** THE RECORDS **

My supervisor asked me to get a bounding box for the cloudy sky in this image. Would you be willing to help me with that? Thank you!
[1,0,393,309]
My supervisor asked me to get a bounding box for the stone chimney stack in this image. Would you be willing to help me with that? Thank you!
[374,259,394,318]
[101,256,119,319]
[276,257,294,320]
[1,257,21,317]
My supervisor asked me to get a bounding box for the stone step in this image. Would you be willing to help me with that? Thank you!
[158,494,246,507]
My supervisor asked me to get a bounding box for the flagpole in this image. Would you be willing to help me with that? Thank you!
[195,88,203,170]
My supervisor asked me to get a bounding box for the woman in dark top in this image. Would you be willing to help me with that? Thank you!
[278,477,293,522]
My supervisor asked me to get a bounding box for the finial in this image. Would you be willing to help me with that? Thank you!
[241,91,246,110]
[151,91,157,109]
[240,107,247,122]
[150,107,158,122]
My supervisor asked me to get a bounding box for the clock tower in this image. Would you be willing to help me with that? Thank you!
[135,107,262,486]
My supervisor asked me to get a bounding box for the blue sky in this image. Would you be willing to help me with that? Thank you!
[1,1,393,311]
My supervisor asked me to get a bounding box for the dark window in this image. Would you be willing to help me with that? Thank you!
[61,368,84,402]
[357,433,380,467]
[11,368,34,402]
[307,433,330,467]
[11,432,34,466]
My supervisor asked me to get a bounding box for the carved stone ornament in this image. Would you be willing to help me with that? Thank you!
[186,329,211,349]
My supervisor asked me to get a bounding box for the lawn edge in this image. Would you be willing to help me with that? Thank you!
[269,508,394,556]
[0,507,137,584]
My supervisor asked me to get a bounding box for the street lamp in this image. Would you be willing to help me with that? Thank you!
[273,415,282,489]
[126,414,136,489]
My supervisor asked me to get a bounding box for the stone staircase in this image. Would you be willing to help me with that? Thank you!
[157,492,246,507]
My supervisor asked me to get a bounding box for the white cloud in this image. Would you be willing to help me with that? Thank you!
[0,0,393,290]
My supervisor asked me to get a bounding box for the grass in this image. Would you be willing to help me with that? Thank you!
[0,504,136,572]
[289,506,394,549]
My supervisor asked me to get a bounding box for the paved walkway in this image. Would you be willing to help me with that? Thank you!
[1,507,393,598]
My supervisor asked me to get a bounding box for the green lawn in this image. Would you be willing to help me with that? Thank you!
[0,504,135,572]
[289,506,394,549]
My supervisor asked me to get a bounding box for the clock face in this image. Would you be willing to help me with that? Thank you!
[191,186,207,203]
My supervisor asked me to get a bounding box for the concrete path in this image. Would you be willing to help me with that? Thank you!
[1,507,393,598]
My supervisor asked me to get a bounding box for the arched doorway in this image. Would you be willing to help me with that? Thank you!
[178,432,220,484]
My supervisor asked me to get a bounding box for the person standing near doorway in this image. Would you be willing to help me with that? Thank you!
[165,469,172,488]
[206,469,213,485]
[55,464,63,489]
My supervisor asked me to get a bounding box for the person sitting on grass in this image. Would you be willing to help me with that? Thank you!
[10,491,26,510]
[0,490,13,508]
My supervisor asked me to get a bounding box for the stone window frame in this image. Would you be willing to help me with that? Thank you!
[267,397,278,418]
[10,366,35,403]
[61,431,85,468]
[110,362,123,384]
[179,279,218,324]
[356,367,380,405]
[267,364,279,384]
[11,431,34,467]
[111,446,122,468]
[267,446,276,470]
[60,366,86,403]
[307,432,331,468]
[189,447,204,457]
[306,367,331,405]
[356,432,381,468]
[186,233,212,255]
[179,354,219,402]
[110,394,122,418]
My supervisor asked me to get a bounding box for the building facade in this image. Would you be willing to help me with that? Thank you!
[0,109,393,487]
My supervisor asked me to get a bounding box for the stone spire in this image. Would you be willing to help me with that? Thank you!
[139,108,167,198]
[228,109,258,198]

** WHAT IS BEING ASKED **
Each line, starting with the one containing "for the building" and ending with the last line of the records above, should be reproduced exactly.

** EXERCISE RESULT **
My supervisor asked me to get a bounding box for the building facade in this image. Would you be willing to help me with that? Thank you!
[0,109,393,487]
My supervisor asked me to get a bounding box for the stone spire in this image. Would you be willing to help me with that? Thank you!
[139,108,167,198]
[228,109,258,198]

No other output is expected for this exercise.